→ Extract
Newspaper Article 2003 – Guardian of the lake

Guardian of the lake

Lou Dolman talks to PETER DE GRAAF about a lifetime of policing the wild and remote Urewera Ranges, sharing his love of Lake Waikaremoana with others, and preserving the memory of the lake’s long departed Maori elders.

They say Lake Waikaremoana was formed when a trapped taniwha, or spirit guardian, thrashed about in its desperation to reach the sea.

There’s another guardian at Lake Waikaremoana – although he’d be unlikely to describe himself that way – who for almost 30 years was the area’s only policeman, who has plucked countless lost hunters and trampers from the bush, and who has tried to make sure the wishes of long-dead Maori elders are respected.

Born in Ngatapa, near Gisborne, Lou Dolman started out as a shepherd in Hawke’s Bay when the rabbit plague was at its worst.

“They started strychnine poisoning the rabbits, and all my good dogs got poisoned,” Lou says.

“I was a bit distressed about it, and a chap that used to come out rabbit hunting on the farm convinced me to join the police force for a look around.”

That was in 1947; a “look around” turned into 38 years. For 29 of those he was the sole police officer in the isolated hydro settlement of Tuai, an hour north of Wairoa and 15km from Lake Waikaremoana.

As the only policeman, he was also the bailiff, arms officer, probation officer and alien officer (in charge of migrants, not extraterrestrials). He had no telephone or radio, had to use his own vehicle, and with no ranger in those days, he looked after the park as well.

“Being a policeman was quite different then – you were given a district and told to look after it. How you looked after it was up to you.”

→ Given problem A
Quote the passage of the article on the Lake Waikaremoana policeman that begins at the words "Born in Ngatapa, near" and ends after the words "from Lake Waikaremoana.".
The article and the records are separate material with no connection to each other.

→ Data provided
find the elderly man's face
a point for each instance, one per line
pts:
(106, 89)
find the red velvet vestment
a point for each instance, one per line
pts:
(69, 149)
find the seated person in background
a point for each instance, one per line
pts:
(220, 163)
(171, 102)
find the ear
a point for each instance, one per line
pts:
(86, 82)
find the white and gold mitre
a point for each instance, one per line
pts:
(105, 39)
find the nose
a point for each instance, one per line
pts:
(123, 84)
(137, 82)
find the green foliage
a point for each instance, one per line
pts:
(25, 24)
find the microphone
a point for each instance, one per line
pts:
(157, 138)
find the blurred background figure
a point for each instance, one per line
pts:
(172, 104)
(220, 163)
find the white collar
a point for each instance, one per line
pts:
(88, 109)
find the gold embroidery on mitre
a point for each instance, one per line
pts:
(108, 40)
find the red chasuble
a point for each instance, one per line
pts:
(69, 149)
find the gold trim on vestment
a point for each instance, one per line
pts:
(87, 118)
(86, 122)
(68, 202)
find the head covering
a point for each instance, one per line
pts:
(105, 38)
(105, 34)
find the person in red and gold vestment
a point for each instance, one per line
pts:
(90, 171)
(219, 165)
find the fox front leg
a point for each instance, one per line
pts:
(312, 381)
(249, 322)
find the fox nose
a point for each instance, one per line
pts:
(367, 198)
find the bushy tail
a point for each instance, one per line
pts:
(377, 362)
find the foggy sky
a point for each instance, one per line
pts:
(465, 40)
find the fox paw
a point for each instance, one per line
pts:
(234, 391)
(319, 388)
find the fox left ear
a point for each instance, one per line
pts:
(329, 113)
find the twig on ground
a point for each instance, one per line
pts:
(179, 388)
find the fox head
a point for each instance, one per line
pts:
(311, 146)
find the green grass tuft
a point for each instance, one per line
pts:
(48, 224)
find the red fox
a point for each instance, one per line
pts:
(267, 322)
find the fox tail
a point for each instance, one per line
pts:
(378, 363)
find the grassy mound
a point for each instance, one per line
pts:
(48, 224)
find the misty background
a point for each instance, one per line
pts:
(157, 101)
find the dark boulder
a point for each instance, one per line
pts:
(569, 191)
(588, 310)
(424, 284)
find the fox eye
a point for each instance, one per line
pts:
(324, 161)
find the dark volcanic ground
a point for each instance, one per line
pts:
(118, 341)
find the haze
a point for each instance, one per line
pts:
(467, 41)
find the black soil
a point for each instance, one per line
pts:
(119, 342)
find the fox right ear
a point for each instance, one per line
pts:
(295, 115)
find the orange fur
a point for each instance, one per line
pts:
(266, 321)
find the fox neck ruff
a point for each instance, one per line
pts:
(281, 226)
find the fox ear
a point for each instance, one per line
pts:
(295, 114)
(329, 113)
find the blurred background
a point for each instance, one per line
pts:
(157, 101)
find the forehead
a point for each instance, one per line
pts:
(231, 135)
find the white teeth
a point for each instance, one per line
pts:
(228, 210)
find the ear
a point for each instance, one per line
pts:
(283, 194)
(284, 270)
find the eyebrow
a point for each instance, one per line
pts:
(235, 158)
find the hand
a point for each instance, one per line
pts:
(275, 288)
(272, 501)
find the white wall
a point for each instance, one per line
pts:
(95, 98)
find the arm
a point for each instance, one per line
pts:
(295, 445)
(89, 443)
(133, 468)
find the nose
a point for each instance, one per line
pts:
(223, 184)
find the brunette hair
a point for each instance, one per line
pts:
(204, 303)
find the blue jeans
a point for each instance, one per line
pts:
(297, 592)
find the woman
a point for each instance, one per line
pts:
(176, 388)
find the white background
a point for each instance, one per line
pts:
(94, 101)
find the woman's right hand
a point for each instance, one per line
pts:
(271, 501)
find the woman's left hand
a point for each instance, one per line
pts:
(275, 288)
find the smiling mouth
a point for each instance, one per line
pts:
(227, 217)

→ Given problem B
Rewrite only the lines of the records that begin at the line containing "find the blue jeans" and run through the end of the records. Replace "white background" with "plain background" and leave everything else unchanged.

→ Correct output A
Born in Ngatapa, near Gisborne, Lou Dolman started out as a shepherd in Hawke’s Bay when the rabbit plague was at its worst.

“They started strychnine poisoning the rabbits, and all my good dogs got poisoned,” Lou says.

“I was a bit distressed about it, and a chap that used to come out rabbit hunting on the farm convinced me to join the police force for a look around.”

That was in 1947; a “look around” turned into 38 years. For 29 of those he was the sole police officer in the isolated hydro settlement of Tuai, an hour north of Wairoa and 15km from Lake Waikaremoana.

→ Correct output B
find the blue jeans
a point for each instance, one per line
pts:
(297, 592)
find the woman
a point for each instance, one per line
pts:
(176, 388)
find the plain background
a point for each instance, one per line
pts:
(94, 101)
find the woman's right hand
a point for each instance, one per line
pts:
(271, 501)
find the woman's left hand
a point for each instance, one per line
pts:
(275, 288)
find the smiling mouth
a point for each instance, one per line
pts:
(227, 217)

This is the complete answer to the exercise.